### [Given instruction]
Beneath this sentence is a set of records; write each of them out exactly.

[Stored items]
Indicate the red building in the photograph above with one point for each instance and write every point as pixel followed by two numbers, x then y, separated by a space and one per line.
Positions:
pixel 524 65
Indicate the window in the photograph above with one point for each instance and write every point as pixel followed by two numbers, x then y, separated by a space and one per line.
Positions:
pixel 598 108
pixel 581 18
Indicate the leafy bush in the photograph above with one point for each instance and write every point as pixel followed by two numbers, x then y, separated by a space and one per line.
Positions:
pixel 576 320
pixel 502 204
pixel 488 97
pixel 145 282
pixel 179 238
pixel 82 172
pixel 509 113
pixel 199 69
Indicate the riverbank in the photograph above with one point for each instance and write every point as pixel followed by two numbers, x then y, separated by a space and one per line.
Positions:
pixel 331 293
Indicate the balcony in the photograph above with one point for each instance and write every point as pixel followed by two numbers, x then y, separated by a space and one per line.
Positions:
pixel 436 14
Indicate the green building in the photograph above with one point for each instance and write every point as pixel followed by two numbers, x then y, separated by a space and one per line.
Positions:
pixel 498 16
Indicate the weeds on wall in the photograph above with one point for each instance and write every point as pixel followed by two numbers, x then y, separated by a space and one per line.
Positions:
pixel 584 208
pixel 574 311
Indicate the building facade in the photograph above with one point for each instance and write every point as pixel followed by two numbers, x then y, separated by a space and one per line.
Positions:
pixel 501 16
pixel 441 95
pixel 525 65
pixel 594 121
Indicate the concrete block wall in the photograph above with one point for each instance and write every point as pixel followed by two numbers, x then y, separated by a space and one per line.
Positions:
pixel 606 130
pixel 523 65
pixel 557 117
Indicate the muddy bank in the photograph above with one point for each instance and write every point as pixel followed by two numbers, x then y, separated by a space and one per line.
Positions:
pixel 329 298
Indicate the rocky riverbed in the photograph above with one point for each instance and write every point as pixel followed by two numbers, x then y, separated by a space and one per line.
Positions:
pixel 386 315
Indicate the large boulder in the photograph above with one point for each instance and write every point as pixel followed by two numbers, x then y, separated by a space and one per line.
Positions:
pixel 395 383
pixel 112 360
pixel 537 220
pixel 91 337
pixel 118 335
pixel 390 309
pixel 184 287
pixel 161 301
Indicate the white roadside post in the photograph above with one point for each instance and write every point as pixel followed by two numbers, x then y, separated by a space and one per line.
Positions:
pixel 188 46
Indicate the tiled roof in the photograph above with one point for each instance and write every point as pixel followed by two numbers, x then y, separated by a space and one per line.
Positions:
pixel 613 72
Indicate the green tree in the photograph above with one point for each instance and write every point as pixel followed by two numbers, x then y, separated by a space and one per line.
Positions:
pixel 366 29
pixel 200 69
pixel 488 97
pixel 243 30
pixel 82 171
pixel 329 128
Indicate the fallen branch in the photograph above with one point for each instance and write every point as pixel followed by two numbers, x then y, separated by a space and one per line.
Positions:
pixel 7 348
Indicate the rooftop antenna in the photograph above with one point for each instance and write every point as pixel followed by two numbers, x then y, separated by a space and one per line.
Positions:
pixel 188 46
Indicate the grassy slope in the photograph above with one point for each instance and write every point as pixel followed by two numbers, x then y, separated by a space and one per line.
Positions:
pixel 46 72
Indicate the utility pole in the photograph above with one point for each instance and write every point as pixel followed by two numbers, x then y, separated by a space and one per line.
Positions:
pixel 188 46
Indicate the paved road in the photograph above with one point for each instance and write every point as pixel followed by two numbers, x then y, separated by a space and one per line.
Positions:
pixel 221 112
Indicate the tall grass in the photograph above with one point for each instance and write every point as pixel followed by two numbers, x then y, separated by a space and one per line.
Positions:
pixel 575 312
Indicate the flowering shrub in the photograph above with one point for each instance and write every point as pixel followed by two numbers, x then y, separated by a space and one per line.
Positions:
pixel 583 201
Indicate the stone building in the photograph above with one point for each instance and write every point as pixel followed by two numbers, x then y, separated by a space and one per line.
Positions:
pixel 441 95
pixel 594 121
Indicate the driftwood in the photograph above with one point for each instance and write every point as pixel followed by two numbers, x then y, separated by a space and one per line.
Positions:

### [Solution for this task]
Indicate the red building in the photograph above with one point for each instance and write every point as pixel followed by two numbers, x then y, separated by a space and one per line.
Positions:
pixel 524 65
Indicate the window in the photograph above with one point for each instance and write every point as pixel followed by two numbers, x then y, separated by a space and one per line.
Positions:
pixel 598 108
pixel 581 18
Indicate the leafy bush in the photograph above with one point for each instance and write every point as pixel followed by two numbers, x then y, separated by a space and one per line.
Positions:
pixel 576 320
pixel 502 204
pixel 488 97
pixel 145 282
pixel 179 238
pixel 82 172
pixel 509 113
pixel 199 69
Indicate the riverbank in the photograph above with one point for each instance and write every point as pixel followed by two numbers, x then y, separated by a space and one per line.
Positions:
pixel 331 293
Indicate the balcony in the photograph above with one point for each instance and write every point as pixel followed by two numbers, x then y, separated by a space and one per line.
Positions:
pixel 436 14
Indicate the green building in the photograph above with one point for each instance and write every point as pixel followed by two numbers, x then y, separated by a space and one per line.
Positions:
pixel 498 16
Indicate the weeds on wall in the photograph above with one point for each instance and write every point as pixel followed by two numbers, x then y, separated by a space and one per line.
Positions:
pixel 584 208
pixel 574 311
Indicate the building facade in the photograph above with one point for each instance and write every point as pixel followed by two numbers, x then y, separated by a space and one per line.
Positions:
pixel 501 16
pixel 441 95
pixel 525 65
pixel 594 121
Indicate the concrete block wall in the photograph above with one point for each instance and write every point as pixel followed by two numbers, x then y, separated by a space and one per line.
Positions:
pixel 606 130
pixel 523 65
pixel 557 117
Indicate the muddy bank in the photograph above with one point for each instance and write every point as pixel followed by two numbers, x then y, separated by a space and one per line.
Positions:
pixel 329 298
Indicate the rocky riverbed in the photograph above with one point for each instance and write every point as pixel followed by two numbers, x then y, separated by a space and one per line.
Positions:
pixel 386 315
Indicate the large boulder in the photograph above with one point for each instance and write every point as pixel followed by two numbers, x then y, separated by a space and one per line.
Positions:
pixel 395 383
pixel 112 360
pixel 537 220
pixel 91 337
pixel 118 335
pixel 390 309
pixel 184 287
pixel 161 301
Indicate the white roadside post in the photograph above with one point for each instance and write every point as pixel followed by two numbers, x then y, separated by a space and one per line.
Positions:
pixel 188 46
Indicate the tiled roof in the photograph above with one point for each instance and write every point as pixel followed by two numbers, x then y, separated by a space and one per line.
Positions:
pixel 613 72
Indicate the green tree in the photograph above with one point for each instance and write every point as pixel followed by two numbers, x then y, separated by a space and one per line.
Positions:
pixel 366 29
pixel 200 69
pixel 488 97
pixel 243 30
pixel 82 171
pixel 329 128
Indicate the fallen branch in the photograph above with one point for each instance and write every point as pixel followed by two numbers, x then y, separated by a space and one per line.
Positions:
pixel 7 348
Indicate the rooftop antenna in the photograph above with one point for each instance and write every point as pixel followed by two numbers, x then y, separated by a space and one per line.
Positions:
pixel 188 46
Indicate the grassy slope in the photograph above with one point for each instance and write every point as pixel followed by two numbers, x then y, separated by a space and one per line.
Positions:
pixel 46 72
Indicate the utility pole in the photograph above with one point for each instance and write every point as pixel followed by two numbers, x then y, separated by a space and one per line.
Positions:
pixel 188 46
Indicate the paved road in the photograph above with one point for each instance and write every point as pixel followed by two numbers, x then y, separated by a space and one per line.
Positions:
pixel 221 112
Indicate the tall grass in the photograph above with one point for each instance and write every point as pixel followed by two numbers, x then y, separated by a space and one per line.
Positions:
pixel 575 312
Indicate the flowering shrub in the photograph above with one point for each instance and write every point as pixel followed by two numbers, x then y, separated by a space and one per line.
Positions:
pixel 583 201
Indicate the stone building in the photograph above with one point for each instance and write every point as pixel followed by two numbers, x then y, separated by a space and one per line.
Positions:
pixel 441 95
pixel 594 121
Indicate the driftwood in the photograph above with one point for each instance and write every point as pixel followed by two numbers, x then y, separated by a space and one per line.
Positions:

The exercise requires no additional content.